*WHAT YOU NEED TO DO*.
Could you format the data from its start through the line that contains "positive clicks: (782, 486)" as a numbered list, leaving out blank lines and the pictures?

*** DATA SHOWN

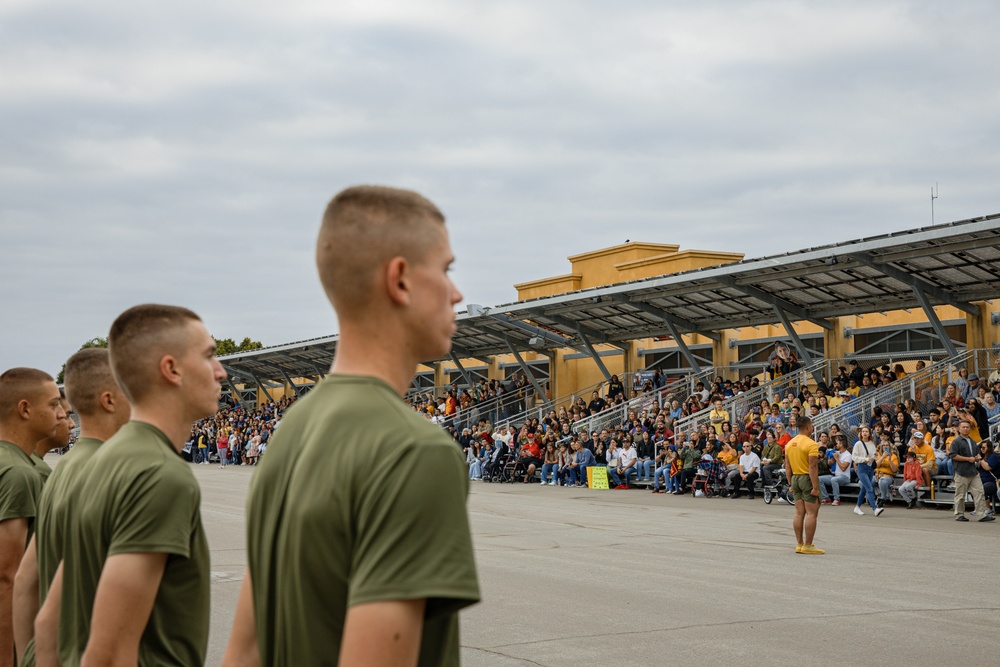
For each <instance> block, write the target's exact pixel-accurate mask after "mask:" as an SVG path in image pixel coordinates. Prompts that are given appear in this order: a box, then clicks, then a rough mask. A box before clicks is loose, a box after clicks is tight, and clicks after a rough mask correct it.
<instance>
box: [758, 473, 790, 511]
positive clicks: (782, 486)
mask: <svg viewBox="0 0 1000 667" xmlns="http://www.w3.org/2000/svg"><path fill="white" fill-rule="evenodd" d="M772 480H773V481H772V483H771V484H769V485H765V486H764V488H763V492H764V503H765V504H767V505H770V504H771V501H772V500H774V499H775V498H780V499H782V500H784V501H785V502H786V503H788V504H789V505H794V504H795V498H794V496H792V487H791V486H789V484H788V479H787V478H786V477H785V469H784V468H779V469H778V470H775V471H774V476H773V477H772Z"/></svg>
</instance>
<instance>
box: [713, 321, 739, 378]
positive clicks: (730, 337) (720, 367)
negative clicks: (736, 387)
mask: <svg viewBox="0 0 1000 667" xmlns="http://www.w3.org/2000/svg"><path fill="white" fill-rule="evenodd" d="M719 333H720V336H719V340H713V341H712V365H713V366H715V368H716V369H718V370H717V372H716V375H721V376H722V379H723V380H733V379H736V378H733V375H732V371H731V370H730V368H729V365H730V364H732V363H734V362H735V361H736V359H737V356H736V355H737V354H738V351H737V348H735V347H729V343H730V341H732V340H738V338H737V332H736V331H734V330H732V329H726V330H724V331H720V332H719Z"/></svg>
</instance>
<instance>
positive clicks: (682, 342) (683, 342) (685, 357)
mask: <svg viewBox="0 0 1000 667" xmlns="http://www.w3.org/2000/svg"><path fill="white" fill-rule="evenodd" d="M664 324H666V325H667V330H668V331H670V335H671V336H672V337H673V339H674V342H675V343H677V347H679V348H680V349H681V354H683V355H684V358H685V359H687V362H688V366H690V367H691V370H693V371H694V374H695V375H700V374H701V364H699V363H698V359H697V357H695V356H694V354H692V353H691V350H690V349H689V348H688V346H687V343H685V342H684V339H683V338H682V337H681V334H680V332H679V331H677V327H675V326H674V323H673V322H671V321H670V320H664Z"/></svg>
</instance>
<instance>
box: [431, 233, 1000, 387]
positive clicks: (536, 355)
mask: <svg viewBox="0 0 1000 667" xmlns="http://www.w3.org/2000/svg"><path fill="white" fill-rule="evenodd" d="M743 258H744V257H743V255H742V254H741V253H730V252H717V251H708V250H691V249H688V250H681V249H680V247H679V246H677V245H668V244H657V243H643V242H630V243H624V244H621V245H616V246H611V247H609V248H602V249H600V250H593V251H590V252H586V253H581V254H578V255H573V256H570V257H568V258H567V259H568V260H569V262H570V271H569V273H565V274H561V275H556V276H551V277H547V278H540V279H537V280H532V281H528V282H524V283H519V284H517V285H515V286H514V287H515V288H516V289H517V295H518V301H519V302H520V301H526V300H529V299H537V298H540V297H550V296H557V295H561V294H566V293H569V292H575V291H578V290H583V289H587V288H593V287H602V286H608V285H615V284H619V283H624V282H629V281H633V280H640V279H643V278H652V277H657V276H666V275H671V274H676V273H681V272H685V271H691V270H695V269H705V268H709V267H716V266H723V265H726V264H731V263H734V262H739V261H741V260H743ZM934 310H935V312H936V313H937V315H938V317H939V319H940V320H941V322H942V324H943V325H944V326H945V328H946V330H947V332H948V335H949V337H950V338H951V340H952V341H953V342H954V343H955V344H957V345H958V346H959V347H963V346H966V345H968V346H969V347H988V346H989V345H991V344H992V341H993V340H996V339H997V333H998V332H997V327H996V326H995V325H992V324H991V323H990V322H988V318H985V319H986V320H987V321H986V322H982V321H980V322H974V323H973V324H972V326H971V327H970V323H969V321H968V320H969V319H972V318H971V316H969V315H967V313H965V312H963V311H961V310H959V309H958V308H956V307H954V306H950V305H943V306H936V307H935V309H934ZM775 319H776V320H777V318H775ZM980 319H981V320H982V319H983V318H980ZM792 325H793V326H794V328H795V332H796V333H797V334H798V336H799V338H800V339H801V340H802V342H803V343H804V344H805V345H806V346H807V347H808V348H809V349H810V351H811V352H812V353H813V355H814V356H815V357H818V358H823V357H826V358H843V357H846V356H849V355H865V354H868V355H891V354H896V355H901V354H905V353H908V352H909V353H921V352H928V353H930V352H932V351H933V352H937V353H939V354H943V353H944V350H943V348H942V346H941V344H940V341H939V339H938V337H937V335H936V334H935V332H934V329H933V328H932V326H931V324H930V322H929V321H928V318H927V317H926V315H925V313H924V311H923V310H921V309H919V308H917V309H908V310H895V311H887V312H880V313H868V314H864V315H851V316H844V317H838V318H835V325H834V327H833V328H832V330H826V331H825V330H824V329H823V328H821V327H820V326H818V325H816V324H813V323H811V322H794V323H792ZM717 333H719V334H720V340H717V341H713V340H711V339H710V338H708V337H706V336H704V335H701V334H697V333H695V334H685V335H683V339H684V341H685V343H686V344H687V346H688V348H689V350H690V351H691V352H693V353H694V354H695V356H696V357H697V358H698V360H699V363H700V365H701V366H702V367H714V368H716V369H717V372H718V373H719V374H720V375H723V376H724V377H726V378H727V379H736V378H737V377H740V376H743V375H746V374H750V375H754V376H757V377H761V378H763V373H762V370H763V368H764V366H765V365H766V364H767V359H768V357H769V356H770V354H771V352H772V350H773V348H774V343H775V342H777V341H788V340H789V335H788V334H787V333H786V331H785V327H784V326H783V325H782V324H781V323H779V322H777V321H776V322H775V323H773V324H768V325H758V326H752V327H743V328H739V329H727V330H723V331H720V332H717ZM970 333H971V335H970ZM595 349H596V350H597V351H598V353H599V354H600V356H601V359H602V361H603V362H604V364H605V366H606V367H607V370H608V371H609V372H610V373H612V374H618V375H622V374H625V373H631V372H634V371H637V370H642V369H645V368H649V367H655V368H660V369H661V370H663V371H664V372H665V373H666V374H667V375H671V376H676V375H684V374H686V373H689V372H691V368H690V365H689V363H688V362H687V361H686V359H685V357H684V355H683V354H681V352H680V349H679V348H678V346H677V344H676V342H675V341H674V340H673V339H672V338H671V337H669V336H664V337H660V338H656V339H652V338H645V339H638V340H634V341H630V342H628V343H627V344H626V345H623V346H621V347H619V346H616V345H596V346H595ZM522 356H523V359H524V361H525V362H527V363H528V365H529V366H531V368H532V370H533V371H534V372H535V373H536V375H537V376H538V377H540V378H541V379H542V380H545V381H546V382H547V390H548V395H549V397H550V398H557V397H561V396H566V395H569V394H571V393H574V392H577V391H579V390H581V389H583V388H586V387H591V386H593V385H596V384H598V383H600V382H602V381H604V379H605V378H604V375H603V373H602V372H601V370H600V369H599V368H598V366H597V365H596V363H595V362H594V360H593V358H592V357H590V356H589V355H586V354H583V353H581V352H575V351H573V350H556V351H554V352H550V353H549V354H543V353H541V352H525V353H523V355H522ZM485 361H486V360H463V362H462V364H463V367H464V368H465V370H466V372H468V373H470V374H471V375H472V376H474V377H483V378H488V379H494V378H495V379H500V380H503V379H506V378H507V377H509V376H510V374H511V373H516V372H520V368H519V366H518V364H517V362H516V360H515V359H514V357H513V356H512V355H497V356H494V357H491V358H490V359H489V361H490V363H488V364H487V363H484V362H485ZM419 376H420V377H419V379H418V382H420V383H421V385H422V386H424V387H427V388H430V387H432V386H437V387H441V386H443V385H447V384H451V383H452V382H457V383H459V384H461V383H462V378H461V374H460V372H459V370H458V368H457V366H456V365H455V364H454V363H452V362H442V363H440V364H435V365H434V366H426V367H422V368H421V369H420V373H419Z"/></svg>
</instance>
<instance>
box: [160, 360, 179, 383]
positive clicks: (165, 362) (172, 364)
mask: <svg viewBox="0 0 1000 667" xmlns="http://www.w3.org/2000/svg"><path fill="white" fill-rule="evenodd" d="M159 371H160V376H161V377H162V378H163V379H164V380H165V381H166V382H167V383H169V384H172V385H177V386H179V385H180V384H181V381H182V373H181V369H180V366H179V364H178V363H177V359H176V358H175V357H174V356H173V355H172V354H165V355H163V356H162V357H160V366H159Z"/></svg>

******

*ANSWER BELOW*.
1. For each <instance> block, write the target's exact pixel-accurate mask after "mask:" as an SVG path in image pixel coordinates. Prompts that are given appear in this order: a box, then clicks, then a rough mask. A box before clicks is loose, a box after clicks is tight, and clicks after a rough mask correct it.
2. <instance>
3. box: [758, 473, 790, 511]
4. positive clicks: (782, 486)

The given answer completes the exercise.